___ Exercise data ___

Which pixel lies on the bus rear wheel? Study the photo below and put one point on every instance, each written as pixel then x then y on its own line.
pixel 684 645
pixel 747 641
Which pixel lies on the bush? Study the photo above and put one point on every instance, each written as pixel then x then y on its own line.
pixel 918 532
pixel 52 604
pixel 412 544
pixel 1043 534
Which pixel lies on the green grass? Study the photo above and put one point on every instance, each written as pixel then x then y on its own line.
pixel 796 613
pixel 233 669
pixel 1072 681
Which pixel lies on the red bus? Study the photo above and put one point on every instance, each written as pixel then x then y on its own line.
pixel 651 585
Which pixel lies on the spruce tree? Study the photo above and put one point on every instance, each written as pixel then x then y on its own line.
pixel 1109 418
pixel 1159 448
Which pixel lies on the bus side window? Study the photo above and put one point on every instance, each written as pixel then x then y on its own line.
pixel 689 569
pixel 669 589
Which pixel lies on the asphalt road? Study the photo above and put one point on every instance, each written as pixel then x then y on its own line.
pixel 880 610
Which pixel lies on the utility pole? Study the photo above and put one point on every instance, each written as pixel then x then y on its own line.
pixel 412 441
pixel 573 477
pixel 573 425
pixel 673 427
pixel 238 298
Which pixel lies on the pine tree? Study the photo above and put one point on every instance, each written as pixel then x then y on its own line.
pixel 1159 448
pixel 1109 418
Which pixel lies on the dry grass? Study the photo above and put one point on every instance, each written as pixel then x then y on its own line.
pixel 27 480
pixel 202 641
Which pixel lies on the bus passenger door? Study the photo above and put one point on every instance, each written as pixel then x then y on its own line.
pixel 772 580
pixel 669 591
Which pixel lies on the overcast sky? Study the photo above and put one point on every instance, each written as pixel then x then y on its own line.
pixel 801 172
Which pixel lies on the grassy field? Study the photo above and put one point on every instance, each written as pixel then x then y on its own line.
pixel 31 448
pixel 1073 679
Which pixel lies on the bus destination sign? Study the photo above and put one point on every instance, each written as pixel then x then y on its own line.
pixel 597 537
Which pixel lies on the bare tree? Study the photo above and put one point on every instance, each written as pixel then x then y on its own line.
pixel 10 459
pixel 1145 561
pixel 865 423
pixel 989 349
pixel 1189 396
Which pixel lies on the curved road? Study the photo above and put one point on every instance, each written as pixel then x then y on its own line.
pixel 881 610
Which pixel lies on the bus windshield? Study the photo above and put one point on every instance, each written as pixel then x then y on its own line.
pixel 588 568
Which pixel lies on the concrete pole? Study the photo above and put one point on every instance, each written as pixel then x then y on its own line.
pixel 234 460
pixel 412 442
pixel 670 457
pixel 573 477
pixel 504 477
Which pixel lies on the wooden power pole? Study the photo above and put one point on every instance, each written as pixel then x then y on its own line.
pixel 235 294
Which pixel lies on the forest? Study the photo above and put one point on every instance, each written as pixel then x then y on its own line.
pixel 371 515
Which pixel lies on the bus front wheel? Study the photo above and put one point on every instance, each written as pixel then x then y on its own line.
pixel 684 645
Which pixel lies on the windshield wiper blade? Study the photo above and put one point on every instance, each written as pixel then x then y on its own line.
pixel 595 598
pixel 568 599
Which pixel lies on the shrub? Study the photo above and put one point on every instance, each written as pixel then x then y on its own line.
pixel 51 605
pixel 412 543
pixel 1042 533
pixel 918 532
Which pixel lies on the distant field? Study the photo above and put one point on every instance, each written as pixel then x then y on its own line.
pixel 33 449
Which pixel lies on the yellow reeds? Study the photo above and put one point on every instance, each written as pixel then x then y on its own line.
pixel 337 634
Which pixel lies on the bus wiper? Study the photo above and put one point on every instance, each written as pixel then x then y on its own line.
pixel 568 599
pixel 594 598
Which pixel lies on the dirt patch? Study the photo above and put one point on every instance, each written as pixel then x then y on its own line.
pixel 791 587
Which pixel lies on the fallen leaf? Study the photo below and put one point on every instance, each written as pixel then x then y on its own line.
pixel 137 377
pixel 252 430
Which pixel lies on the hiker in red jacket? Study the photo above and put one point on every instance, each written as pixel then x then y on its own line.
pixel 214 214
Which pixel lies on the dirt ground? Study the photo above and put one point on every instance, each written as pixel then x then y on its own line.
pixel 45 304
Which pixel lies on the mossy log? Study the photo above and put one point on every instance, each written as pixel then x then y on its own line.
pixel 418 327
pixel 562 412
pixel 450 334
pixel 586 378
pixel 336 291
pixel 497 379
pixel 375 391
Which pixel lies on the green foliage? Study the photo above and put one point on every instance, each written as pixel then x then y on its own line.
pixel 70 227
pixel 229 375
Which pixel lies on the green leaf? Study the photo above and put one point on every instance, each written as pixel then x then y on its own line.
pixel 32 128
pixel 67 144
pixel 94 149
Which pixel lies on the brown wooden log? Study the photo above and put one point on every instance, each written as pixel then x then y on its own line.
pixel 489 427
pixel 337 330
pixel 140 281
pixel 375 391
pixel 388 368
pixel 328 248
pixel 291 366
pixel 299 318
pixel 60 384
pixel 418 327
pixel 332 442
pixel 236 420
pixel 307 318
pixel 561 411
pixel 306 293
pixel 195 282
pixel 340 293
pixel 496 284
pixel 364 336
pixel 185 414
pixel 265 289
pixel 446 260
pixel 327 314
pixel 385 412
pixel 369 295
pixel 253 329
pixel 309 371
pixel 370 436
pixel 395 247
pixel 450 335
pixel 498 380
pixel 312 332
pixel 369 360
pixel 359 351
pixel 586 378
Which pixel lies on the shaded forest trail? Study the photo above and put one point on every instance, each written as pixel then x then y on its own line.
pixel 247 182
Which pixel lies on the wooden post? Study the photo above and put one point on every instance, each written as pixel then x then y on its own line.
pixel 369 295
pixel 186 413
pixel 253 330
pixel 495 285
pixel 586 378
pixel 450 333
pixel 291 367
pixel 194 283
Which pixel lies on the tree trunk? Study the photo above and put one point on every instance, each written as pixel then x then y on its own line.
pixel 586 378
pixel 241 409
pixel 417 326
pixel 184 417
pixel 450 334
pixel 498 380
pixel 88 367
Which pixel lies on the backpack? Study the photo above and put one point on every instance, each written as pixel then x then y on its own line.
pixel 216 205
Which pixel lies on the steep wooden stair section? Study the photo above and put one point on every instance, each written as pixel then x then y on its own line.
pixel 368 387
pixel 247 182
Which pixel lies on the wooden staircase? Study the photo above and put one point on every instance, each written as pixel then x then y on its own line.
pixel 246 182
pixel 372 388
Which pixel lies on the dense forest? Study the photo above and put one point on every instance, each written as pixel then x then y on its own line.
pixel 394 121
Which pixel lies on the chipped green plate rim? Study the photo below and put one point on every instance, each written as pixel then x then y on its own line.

___

-- Directions for this task --
Repeat the data above, word for word.

-- Solution for this task --
Which pixel lies on the bus rear wheel? Study the photo below and put one point on every instance, each written as pixel then x then y on its own line.
pixel 684 645
pixel 747 641
Which pixel lies on the bush? Study the photo above and put one point on every instance, each written as pixel then x then y on its own line.
pixel 918 532
pixel 52 604
pixel 412 544
pixel 1043 534
Which pixel lies on the green grass? Study the photo above and put one point on every instance, each written as pixel then x then y on its own line.
pixel 796 613
pixel 233 669
pixel 1072 681
Which pixel lies on the red bus? Study the photo above and put one point on every instance, each written as pixel then x then y on its own line.
pixel 651 585
Which pixel lies on the spruce tree? Study the photo above and put one point on every instance, each written as pixel then x then y on its own line.
pixel 1109 418
pixel 1159 448
Which pixel lies on the bus side window? Study the photo above and put one point on every instance, each written as pixel then x then y on its own line.
pixel 689 569
pixel 669 589
Which pixel lies on the asphalt road? Study the photo above and put one point on every instance, each written as pixel then x then y on its own line.
pixel 880 610
Which pixel lies on the utility pole? Study the photo above and put one point on every instance, each written as pixel then x then y on its own line.
pixel 412 441
pixel 573 477
pixel 573 425
pixel 673 427
pixel 238 298
Which pixel lies on the pine tree? Study the photo above and put one point on every instance, each written as pixel then x then y on its own line.
pixel 1159 448
pixel 1109 418
Which pixel lies on the dry grass? Study the photo above and put one point on every instance, each written as pixel then x then y on its own line.
pixel 27 480
pixel 202 641
Which pixel lies on the bus passenger door? Study the photo above and put one point on every instance, each written as pixel then x then y on its own line.
pixel 772 580
pixel 669 591
Which pixel lies on the overcast sky? Study the photo above and put one point on every instance, each written as pixel then x then y on its own line.
pixel 801 172
Which pixel lies on the grassy field? Study the photo above and put one point on every instance, each written as pixel then x then y on its own line.
pixel 31 448
pixel 1073 679
Which pixel lies on the bus destination sign? Study the photo above and put one point on every instance, each written as pixel then x then y on its own line.
pixel 597 537
Which pixel lies on the bare tree? Study the photo above and put one point on every instance, each written as pixel then x then y on its own line.
pixel 10 459
pixel 1145 561
pixel 865 423
pixel 989 349
pixel 1189 396
Which pixel lies on the curved road? Study the photo above and put one point on every instance, each written as pixel then x then y on its own line.
pixel 881 610
Which pixel lies on the bus windshield? Study the photo above and put one point on every instance, each written as pixel then x then y on its own line.
pixel 588 568
Which pixel lies on the concrete pole? Study the photo above and put one point on every instance, each written as pixel then x then y on its own line.
pixel 234 460
pixel 412 442
pixel 670 457
pixel 573 477
pixel 504 477
Which pixel lies on the wooden power pole? Study the photo above and put one point on every instance, each written as pixel then x then y on its own line.
pixel 235 294
Which pixel lies on the forest? Study the photo above and put one point on every instance, each written as pixel then x then y on its own line.
pixel 371 515
Which pixel lies on the bus front wheel? Study the photo above and put one point on every instance, each written as pixel then x then y on its own line.
pixel 684 645
Which pixel lies on the windshield wiper blade? Study the photo above and put one point on every instance, each written as pixel then x then y on its own line.
pixel 595 598
pixel 568 599
Which pixel lies on the shrub? Study the photo above and put one point on every instance, each written as pixel then x then y on its own line.
pixel 51 605
pixel 412 543
pixel 1042 533
pixel 918 532
Which pixel lies on the distant field? Study the photo above and put one point on every instance, each written as pixel then x then y on its own line.
pixel 33 449
Which pixel lies on the yellow reeds? Study the photo above and put one point on every instance, each written as pixel then x then y on its own line.
pixel 337 634
Which pixel lies on the bus wiper? Study the photo above and put one point on every instance, each written as pixel then x then y on its own line.
pixel 568 599
pixel 594 598
Which pixel lies on the dirt patch? Study the photo above and put one point on every instance, each written as pixel then x then y on its own line.
pixel 791 587
Which pixel lies on the fallen leaf? Study the photo below and put one point on every instance, each written as pixel then x then y on its own line.
pixel 137 377
pixel 252 430
Which pixel lies on the hiker in red jacket? Study the photo above and put one point on every instance, each written as pixel then x then y on its own line.
pixel 214 214
Which pixel lies on the dirt ground? Study the photo above and put one point on every instance, each written as pixel then x then y on its own line.
pixel 45 304
Which pixel lies on the mossy log? Study the photo above and put one point on every instance, each written as pixel then x then y on its own line.
pixel 418 327
pixel 562 412
pixel 450 334
pixel 586 378
pixel 336 291
pixel 497 379
pixel 375 391
Which pixel lies on the green foliage? Study the photo above and put one point on every instance, each written as pixel then x then y on its own line.
pixel 70 227
pixel 229 375
Which pixel lies on the green leaf? Study the photo above and put one point on every instance, each written as pixel then x then y on its own line.
pixel 32 128
pixel 67 144
pixel 94 149
Which pixel lies on the brown wooden log? Study the photo above and put one point on every instance, each written as pixel then x then y on its own line.
pixel 489 427
pixel 337 330
pixel 140 281
pixel 375 391
pixel 388 368
pixel 328 248
pixel 291 366
pixel 299 318
pixel 60 384
pixel 418 327
pixel 332 442
pixel 236 420
pixel 307 318
pixel 561 411
pixel 306 293
pixel 195 282
pixel 340 293
pixel 496 284
pixel 364 336
pixel 185 414
pixel 265 289
pixel 446 260
pixel 327 314
pixel 385 412
pixel 369 295
pixel 253 329
pixel 309 371
pixel 370 436
pixel 395 247
pixel 450 335
pixel 498 380
pixel 312 332
pixel 369 360
pixel 359 351
pixel 586 378
Which pixel lies on the shaded forest trail? Study the photo above and put one point on every instance, each written as pixel then x then y on its own line.
pixel 247 182
Which pixel lies on the wooden post? Study the photo above and put one point on every instance, each written as pixel then x then y on its own line.
pixel 369 295
pixel 186 413
pixel 253 330
pixel 495 285
pixel 586 378
pixel 450 333
pixel 291 367
pixel 194 283
Which pixel lies on the tree trunk? Study the photo above and put one point on every instance, each written as pixel then x then y on its own line.
pixel 586 378
pixel 241 409
pixel 417 326
pixel 184 417
pixel 450 334
pixel 498 380
pixel 88 367
Which pixel lies on the backpack? Study the photo above and put one point on every instance, each written as pixel then x then y on its own line.
pixel 216 205
Which pixel lies on the steep wooden stair section? Study the photo above and put one point on every instance, each written as pixel then x then y on its own line.
pixel 368 387
pixel 247 182
Which pixel lies on the wooden staircase? Study the photo above and put one point on every instance, each written as pixel then x then y on its own line.
pixel 246 182
pixel 372 388
Which pixel lies on the dense forest? Study the photo above and put one point on every instance, each written as pixel then x then y on its own line.
pixel 394 121
Which pixel lies on the chipped green plate rim? Study the photo below and put one point on every instance, each written as pixel then x then y on its own line.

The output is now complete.